→ WHAT THE TASK ASKS:
Reproduce the listing below, swapping each "instance" for "occurrence" and keeping everything else the same.

[start RECORDS SUPPLIED]

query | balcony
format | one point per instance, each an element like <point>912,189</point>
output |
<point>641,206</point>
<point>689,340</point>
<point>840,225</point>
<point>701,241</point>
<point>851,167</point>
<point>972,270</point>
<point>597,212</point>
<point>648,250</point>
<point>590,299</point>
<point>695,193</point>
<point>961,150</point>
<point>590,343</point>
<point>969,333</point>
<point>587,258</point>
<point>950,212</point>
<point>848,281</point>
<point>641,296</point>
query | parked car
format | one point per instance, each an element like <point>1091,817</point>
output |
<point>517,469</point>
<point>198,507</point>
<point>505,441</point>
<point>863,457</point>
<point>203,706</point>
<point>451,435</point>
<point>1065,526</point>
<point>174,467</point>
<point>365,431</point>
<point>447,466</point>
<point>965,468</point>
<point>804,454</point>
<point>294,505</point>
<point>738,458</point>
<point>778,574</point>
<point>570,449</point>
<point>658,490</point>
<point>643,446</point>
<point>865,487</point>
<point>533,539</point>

[end RECORDS SUPPLIED]

→ WRITTEN ANSWER:
query | balcony
format | one point per occurrence, each an element like <point>912,189</point>
output |
<point>641,206</point>
<point>689,340</point>
<point>840,225</point>
<point>701,241</point>
<point>851,167</point>
<point>972,270</point>
<point>597,212</point>
<point>648,250</point>
<point>590,299</point>
<point>695,193</point>
<point>961,150</point>
<point>590,343</point>
<point>969,333</point>
<point>587,258</point>
<point>950,212</point>
<point>848,281</point>
<point>641,296</point>
query | parked car
format | one point per occurrence, each an element like <point>1091,817</point>
output |
<point>517,469</point>
<point>198,507</point>
<point>505,441</point>
<point>863,457</point>
<point>203,706</point>
<point>451,435</point>
<point>1065,526</point>
<point>174,467</point>
<point>365,431</point>
<point>447,466</point>
<point>965,468</point>
<point>804,454</point>
<point>294,505</point>
<point>738,458</point>
<point>778,574</point>
<point>570,449</point>
<point>658,490</point>
<point>643,446</point>
<point>865,487</point>
<point>533,539</point>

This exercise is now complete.